Return all the entries word for word.

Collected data
____________
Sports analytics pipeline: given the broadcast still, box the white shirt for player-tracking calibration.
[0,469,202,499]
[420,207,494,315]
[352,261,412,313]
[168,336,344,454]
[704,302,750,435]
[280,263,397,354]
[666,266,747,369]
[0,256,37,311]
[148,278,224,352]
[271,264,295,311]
____________
WORKED SOLUTION>
Sports analytics pipeline: given the broadcast still, box the white shirt for player-tracking calibration.
[0,469,202,499]
[420,207,494,315]
[352,261,412,313]
[168,336,344,454]
[704,302,750,435]
[280,263,397,354]
[666,266,747,369]
[0,256,37,311]
[148,278,224,352]
[271,264,295,311]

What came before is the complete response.